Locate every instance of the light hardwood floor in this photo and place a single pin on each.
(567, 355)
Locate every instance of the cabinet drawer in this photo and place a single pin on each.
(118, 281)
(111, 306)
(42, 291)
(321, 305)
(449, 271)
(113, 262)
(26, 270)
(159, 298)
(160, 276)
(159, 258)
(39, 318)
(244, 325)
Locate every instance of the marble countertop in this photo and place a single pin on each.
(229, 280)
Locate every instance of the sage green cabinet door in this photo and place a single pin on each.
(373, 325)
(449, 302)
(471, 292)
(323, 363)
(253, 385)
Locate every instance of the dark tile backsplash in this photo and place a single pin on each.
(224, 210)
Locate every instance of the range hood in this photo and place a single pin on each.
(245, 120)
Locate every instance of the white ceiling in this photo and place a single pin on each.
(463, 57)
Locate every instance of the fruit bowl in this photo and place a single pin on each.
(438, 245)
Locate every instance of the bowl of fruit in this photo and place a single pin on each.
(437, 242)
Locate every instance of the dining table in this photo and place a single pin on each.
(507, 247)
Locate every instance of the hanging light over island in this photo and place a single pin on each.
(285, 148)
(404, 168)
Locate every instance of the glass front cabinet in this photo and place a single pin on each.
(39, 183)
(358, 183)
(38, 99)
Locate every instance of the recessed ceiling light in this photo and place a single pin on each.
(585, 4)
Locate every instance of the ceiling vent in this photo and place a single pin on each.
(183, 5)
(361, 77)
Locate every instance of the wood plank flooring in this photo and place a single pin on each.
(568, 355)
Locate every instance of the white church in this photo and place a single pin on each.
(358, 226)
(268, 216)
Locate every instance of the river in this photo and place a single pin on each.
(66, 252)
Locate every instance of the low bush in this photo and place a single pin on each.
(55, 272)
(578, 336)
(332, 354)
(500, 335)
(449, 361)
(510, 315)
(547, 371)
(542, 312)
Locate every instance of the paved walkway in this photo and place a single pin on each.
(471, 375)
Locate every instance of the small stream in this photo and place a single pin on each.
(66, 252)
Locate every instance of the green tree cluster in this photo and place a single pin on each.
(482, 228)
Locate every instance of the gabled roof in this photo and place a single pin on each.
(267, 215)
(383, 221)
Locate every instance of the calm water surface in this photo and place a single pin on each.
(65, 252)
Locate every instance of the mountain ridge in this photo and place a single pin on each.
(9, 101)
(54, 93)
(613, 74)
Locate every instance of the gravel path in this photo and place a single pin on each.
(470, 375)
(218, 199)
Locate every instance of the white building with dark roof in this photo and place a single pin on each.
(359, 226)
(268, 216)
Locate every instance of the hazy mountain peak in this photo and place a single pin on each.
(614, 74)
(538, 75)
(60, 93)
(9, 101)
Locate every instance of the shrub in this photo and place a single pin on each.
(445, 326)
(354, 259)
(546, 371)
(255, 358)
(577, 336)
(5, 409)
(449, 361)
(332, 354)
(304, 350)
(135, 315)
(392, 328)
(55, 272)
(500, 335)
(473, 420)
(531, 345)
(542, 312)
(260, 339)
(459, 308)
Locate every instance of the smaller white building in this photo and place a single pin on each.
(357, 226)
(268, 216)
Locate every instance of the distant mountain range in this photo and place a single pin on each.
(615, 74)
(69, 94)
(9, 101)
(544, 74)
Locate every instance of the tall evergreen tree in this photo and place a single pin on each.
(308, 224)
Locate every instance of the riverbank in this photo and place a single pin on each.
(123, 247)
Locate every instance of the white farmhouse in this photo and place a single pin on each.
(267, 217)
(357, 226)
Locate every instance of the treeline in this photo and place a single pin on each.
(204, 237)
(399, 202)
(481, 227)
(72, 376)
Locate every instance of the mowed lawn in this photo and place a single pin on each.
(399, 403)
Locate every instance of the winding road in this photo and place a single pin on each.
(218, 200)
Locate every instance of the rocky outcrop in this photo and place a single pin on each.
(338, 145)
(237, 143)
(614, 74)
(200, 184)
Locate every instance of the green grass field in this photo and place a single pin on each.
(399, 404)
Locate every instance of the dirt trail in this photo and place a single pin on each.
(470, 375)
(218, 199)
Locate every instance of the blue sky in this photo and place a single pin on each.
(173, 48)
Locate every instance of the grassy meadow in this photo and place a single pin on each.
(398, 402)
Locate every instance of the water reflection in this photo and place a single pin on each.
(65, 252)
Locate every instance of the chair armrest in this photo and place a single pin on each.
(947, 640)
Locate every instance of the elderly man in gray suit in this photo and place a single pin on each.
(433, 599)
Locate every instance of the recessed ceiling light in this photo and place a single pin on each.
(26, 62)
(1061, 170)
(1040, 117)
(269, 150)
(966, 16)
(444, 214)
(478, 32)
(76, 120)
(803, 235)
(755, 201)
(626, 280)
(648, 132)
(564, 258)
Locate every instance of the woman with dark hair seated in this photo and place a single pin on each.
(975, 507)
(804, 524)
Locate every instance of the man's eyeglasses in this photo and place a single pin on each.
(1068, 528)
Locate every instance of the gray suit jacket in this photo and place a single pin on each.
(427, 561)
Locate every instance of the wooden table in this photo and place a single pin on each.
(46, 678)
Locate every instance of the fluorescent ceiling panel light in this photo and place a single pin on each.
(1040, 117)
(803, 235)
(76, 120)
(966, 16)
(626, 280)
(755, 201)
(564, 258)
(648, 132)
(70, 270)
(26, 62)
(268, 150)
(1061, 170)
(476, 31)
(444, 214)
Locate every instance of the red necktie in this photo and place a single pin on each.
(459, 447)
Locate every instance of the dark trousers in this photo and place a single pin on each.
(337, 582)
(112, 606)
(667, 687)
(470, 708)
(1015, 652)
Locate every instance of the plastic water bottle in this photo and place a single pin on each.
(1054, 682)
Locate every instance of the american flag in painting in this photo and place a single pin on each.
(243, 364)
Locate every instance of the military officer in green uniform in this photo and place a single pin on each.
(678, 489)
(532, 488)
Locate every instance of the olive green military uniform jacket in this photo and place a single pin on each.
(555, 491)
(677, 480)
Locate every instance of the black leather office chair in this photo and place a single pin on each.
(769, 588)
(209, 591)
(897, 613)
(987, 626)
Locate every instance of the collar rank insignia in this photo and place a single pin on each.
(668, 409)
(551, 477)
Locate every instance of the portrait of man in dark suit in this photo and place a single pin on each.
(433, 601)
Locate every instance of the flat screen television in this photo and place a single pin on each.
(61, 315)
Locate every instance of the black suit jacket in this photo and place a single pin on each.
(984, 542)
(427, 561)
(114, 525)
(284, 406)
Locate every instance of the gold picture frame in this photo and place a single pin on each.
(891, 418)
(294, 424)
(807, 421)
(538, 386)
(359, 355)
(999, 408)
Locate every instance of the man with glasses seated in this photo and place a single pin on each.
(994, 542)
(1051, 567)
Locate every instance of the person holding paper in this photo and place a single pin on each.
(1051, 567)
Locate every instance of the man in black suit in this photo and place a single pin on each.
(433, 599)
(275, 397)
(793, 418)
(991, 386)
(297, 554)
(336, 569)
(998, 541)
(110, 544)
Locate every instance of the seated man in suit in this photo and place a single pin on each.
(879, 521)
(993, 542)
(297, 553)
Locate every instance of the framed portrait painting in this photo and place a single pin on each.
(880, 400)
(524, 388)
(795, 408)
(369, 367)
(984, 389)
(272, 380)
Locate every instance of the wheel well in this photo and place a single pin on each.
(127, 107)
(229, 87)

» **Your assignment**
Copy the data word for word.

» **Response below**
Locate every instance of the light hardwood floor in this photo and place a single pin on each.
(567, 355)
Locate every instance of the cabinet drawer in this photo and place a single pin on each.
(118, 281)
(111, 306)
(42, 291)
(321, 305)
(449, 271)
(113, 262)
(26, 270)
(159, 298)
(160, 276)
(159, 258)
(39, 318)
(244, 325)
Locate every instance of the marble countertop in this photo and place a single pin on each.
(229, 280)
Locate every instance of the sage green cabinet door in this photo and place a single pin on each.
(373, 325)
(449, 302)
(471, 292)
(323, 363)
(253, 385)
Locate every instance of the dark tile backsplash in this photo and place a single pin on each.
(224, 210)
Locate every instance of the range hood in this photo and place a single pin on each.
(245, 120)
Locate every instance of the white ceiling in this photo and place a single pin on each.
(463, 57)
Locate every instance of the fruit bowl in this photo and place a single pin on each.
(438, 245)
Locate every instance of the bowl of fruit in this photo and place a single pin on each.
(437, 242)
Locate every instance of the dining table in this photo and place a single pin on each.
(507, 247)
Locate every instance of the hanging light over island in this photo and place a single pin on each.
(285, 148)
(404, 168)
Locate every instance of the glass front cabinet in this photo and place a single pin on each.
(39, 183)
(358, 183)
(38, 99)
Locate every instance of the recessed ceiling light in this photo and place a single pin on each.
(585, 4)
Locate every instance of the ceiling vent in this photo and place a single pin on each.
(183, 5)
(361, 77)
Locate every instance of the wood plank flooring in this photo and place a single pin on each.
(568, 355)
Locate every instance of the white church in this photo and place a single pin on each.
(358, 226)
(268, 216)
Locate every instance of the river in this photo and place a single pin on each.
(66, 252)
Locate every instance of the low bush in this photo and place a single pin on each.
(55, 272)
(578, 336)
(332, 354)
(500, 335)
(449, 361)
(510, 315)
(547, 371)
(542, 312)
Locate every instance of the paved walkway in this photo and place a single pin on each.
(471, 375)
Locate every instance of the small stream in this photo and place a single pin on each.
(66, 252)
Locate every instance of the green tree cluster in this photo and place a single pin on each.
(482, 228)
Locate every instance of the gabled roof in this photo and place a single pin on each.
(267, 215)
(383, 221)
Locate every instance of the calm water surface in this photo and place a single pin on each.
(65, 252)
Locate every instance of the mountain ridge in this photo and place a single pin on each.
(9, 101)
(54, 93)
(613, 74)
Locate every instance of the gravel path in this photo and place a single pin on each.
(470, 375)
(218, 199)
Locate every instance of the white building with dark roof in this photo and place a single pin on each.
(359, 226)
(268, 216)
Locate every instance of the hazy mountain peak in this photo and place a single pin on each.
(614, 74)
(538, 75)
(60, 93)
(9, 101)
Locate every instance of the shrub in this photo and place a single pin on each.
(445, 326)
(354, 259)
(546, 371)
(255, 358)
(577, 336)
(5, 409)
(449, 361)
(332, 354)
(304, 350)
(135, 315)
(392, 328)
(55, 272)
(500, 335)
(473, 420)
(531, 345)
(542, 312)
(260, 339)
(459, 308)
Locate every instance of the smaller white building in this photo and place a single pin on each.
(357, 226)
(268, 216)
Locate every instance of the distant mountain range in this photo and place a single pin on each.
(615, 74)
(69, 94)
(9, 101)
(544, 74)
Locate every instance of the tall evergreen tree in this photo and place a single pin on each.
(308, 224)
Locate every instance of the riverbank in this photo and place a single pin on each.
(123, 247)
Locate every instance of the white farmhouse in this photo and place a single pin on each.
(267, 217)
(357, 226)
Locate every instance of the treeline in this photo and place a single pin on each.
(204, 237)
(399, 202)
(481, 227)
(72, 376)
Locate every instance of the mowed lawn in this photo and place a single pin on each.
(399, 403)
Locate every instance of the winding road in this photo and place a single pin on each.
(218, 200)
Locate every instance of the rocky outcrop in this photo and place a single pin on each.
(338, 145)
(237, 143)
(614, 74)
(200, 184)
Locate every instance of the green grass field in this photo and place a single pin on each.
(399, 404)
Locate every instance of the dirt trail in this photo and place a single pin on each.
(470, 375)
(218, 199)
Locate every instance of the blue sky in this photo and place a single pin on each.
(173, 48)
Locate every instance of the grassy meadow in this photo and place a single pin on each.
(398, 402)
Locate every instance of the water reflection in this photo and place a single pin on each.
(65, 252)
Locate every instance of the chair armrest in this photo and place a single pin on each.
(947, 640)
Locate every instance of the elderly man in gray suit in this photo and place a single pin on each.
(433, 599)
Locate every instance of the recessed ceiling light in this photo and place a single pin on each.
(26, 62)
(1061, 170)
(1040, 117)
(269, 150)
(966, 16)
(444, 214)
(478, 32)
(76, 120)
(803, 235)
(755, 201)
(626, 280)
(648, 132)
(564, 258)
Locate every instance of the woman with dark hair seated in this photo and place a single pin on each.
(975, 507)
(804, 524)
Locate every instance of the man's eyeglasses in this photo and place a single pin on each.
(1068, 528)
Locate every instance of the gray suit jacket in this photo and place a single pin on each.
(427, 561)
Locate every instance of the wooden table in this photo and place a single pin on each.
(46, 678)
Locate every instance of the fluorescent ceiling panel light in this photo and place a single pin on each.
(1040, 117)
(803, 235)
(76, 120)
(966, 16)
(626, 280)
(755, 201)
(564, 258)
(648, 132)
(70, 270)
(26, 62)
(268, 150)
(1061, 170)
(476, 31)
(444, 214)
Locate every instance of the red necktie in this photo and place a single pin on each.
(459, 447)
Locate every instance of the dark trousers in this photo and place a single pin on each.
(337, 582)
(112, 606)
(667, 687)
(470, 708)
(1015, 652)
Locate every instance of the plastic water bottle in this photo and place a single pin on each.
(1054, 682)
Locate every instance of the american flag in painting in this photo and place a single pin on each.
(243, 364)
Locate every instance of the military officer in green uniform in this photo and place a single pin on each.
(678, 489)
(532, 488)
Locate every instance of the olive green military uniform jacket in this photo and place a single pin on each.
(555, 491)
(677, 480)
Locate every instance of the black leather office chair in this photo and place a single pin on each.
(769, 588)
(209, 591)
(897, 613)
(987, 626)
Locate every instance of the collar rank insignia in this photo and place a single pin on each.
(668, 409)
(551, 477)
Locate every instance of the portrait of man in dark suit in this photo and place a single pin on each.
(433, 601)
Locate every instance of the flat screen television in this photo and place a single pin on each.
(61, 315)
Locate every instance of the black suit jacket in this photo and place a single pin on each.
(984, 542)
(427, 561)
(114, 525)
(284, 406)
Locate every instance of the gold picture frame in this photo and place a single pin on each.
(891, 418)
(294, 424)
(807, 421)
(538, 386)
(359, 355)
(999, 408)
Locate every instance of the man with glasses seated in this photo and place a single pin on each.
(994, 542)
(1051, 567)
Locate every instance of the person holding paper in this photo and place a single pin on each.
(1051, 567)
Locate every instance of the man in black suit in this photo and place a single pin on each.
(433, 599)
(275, 397)
(793, 418)
(991, 386)
(297, 554)
(336, 569)
(998, 541)
(110, 544)
Locate every instance of the seated man in suit in this photo and place a single pin on each.
(879, 521)
(993, 542)
(297, 553)
Locate every instance of the framed portrait painting in this photo and place a single pin on each.
(880, 400)
(524, 388)
(795, 408)
(369, 367)
(984, 389)
(272, 380)
Locate every instance of the wheel well in this photo and place a single pin on each.
(127, 107)
(229, 87)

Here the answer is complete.